- _Selected extract_:
___

Posted in Psychology & Medicine

Availability Cascade

We live in a complicated world that constantly throws complex issues at us. Because it is impossible for one person to be an expert in every field, we have to employ different strategies and tactics to navigate through these issues.

A fascinating way that our brain tries to solve a current issue is the availability cascade. This is a self-reinforcing cycle, where an idea essentially “infects” a group of people, displacing individual thought and opinion and overwhelming critical thinking.

The way this happens was described and modelled by Timur Kuran and Cass Sunstein.

First, a new idea that seems to be a simple and elegant solution or explanation to the current issue starts to gain traction. People easily adopt and embrace this idea because it sounds plausible and because it is easy to process.

Secondly, people who adopt these ideas spread it themselves, making it more available in the social network. Particularly, nowadays we see this in both reported and social media.

Lastly, as the availability increases, more and more people are pulled in and the idea seems more credible, because “everybody” seems to think it. People do less research and have less individual thoughts or opinions about the matter because the group consensus is more appealing or acceptable.

The availability cascade as a platform can be very effective at raising awareness of issues and banding people together to fight a common cause, such as when the AIDS epidemic was starting.
However, it is fraught with issues.

The availability cascade is mediated by a heuristic, which is essentially a mental shortcut. Heuristics are extremely useful in that it reduces our cognitive load and automates many of our decisions. However, because they are based on rule sets, they are not as effective for new, different situations.

We are less likely to think critically when using heuristics, meaning that we are more vulnerable to being manipulated. In this situation, people think “this is widely available information, therefore it must be important” and default to believing it (even if it is just to appear “current” and to fit in).

Because critical thinking is overwhelmed by the availability cascade, it can be extremely dangerous when misinformation spreads this way; or worse, disinformation – where people maliciously spread false information for their own gains.

___

- _Task set_:
1. List every word or phrase that the availability cascade text encloses in quotation marks.
2. Reproduce word for word the stretch of the availability cascade text from "We are less" through "to fit in).".

___

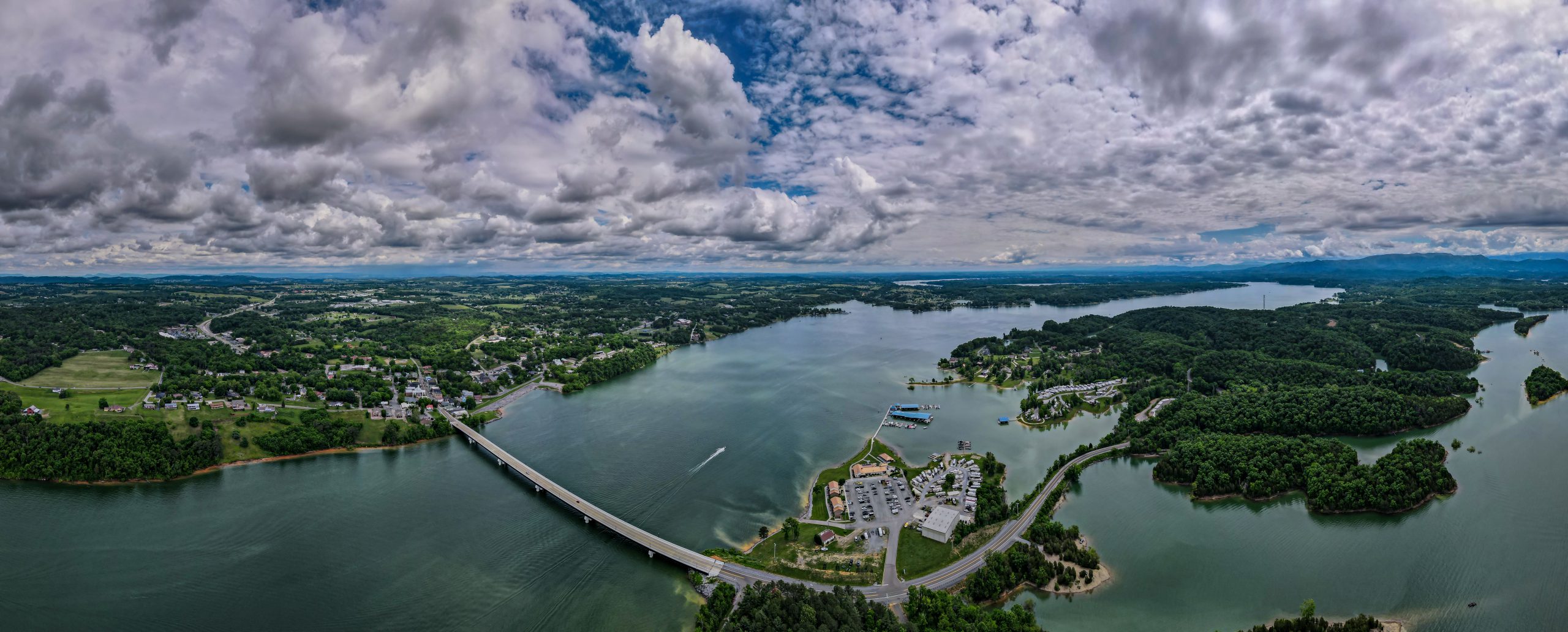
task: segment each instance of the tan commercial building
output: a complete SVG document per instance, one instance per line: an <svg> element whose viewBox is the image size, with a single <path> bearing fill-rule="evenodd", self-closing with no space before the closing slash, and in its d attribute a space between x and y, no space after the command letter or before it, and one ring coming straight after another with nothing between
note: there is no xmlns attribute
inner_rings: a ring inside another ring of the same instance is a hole
<svg viewBox="0 0 1568 632"><path fill-rule="evenodd" d="M958 525L958 510L949 507L938 507L931 510L930 516L925 516L925 522L920 522L920 535L931 538L938 543L946 543L947 538L953 536L953 527Z"/></svg>

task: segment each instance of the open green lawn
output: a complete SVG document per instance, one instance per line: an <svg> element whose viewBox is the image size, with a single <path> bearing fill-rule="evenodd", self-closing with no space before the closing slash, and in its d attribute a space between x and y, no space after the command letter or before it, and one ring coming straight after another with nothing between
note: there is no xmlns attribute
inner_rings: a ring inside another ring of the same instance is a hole
<svg viewBox="0 0 1568 632"><path fill-rule="evenodd" d="M27 386L64 386L72 389L152 386L155 370L130 369L125 351L89 351L67 358L61 365L38 372L22 380Z"/></svg>
<svg viewBox="0 0 1568 632"><path fill-rule="evenodd" d="M22 397L22 406L38 406L49 412L50 422L86 422L93 419L116 419L135 416L141 409L141 398L147 397L146 389L125 390L71 390L71 397L61 400L58 394L44 387L27 387L0 383L0 390L11 390ZM97 400L130 408L127 412L99 412ZM69 409L66 406L71 406Z"/></svg>
<svg viewBox="0 0 1568 632"><path fill-rule="evenodd" d="M828 546L828 552L823 552L822 555L833 557L837 554L859 554L861 558L866 561L866 566L862 566L864 568L862 572L836 572L829 569L820 569L815 566L798 568L779 561L779 560L795 560L798 554L806 554L808 560L811 560L812 555L817 554L815 550L817 543L814 538L823 528L829 528L840 536L848 535L851 532L851 528L801 524L800 535L797 535L795 538L786 538L784 532L779 530L770 535L762 543L759 543L756 547L753 547L750 554L735 555L732 552L728 552L723 554L723 557L729 561L743 563L746 566L760 568L786 577L795 577L804 580L858 585L858 587L872 585L881 580L883 555L881 554L866 555L864 550L861 550L862 544L853 541L834 541L833 544Z"/></svg>
<svg viewBox="0 0 1568 632"><path fill-rule="evenodd" d="M980 549L985 543L991 541L997 532L1002 530L1002 524L986 525L974 533L964 536L956 546L953 543L938 543L931 538L920 535L919 528L905 528L898 533L898 568L900 579L924 577L942 566L958 561L964 555L969 555Z"/></svg>
<svg viewBox="0 0 1568 632"><path fill-rule="evenodd" d="M958 549L920 535L919 528L898 533L898 577L922 577L958 560Z"/></svg>

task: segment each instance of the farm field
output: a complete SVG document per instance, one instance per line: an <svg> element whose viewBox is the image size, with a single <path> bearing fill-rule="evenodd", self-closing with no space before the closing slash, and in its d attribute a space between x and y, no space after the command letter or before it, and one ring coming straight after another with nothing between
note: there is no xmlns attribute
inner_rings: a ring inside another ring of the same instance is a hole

___

- _Solutions below_:
1.
- “infects”
- “everybody”
- “this is widely available information, therefore it must be important”
- “current”

2.
We are less likely to think critically when using heuristics, meaning that we are more vulnerable to being manipulated. In this situation, people think “this is widely available information, therefore it must be important” and default to believing it (even if it is just to appear “current” and to fit in).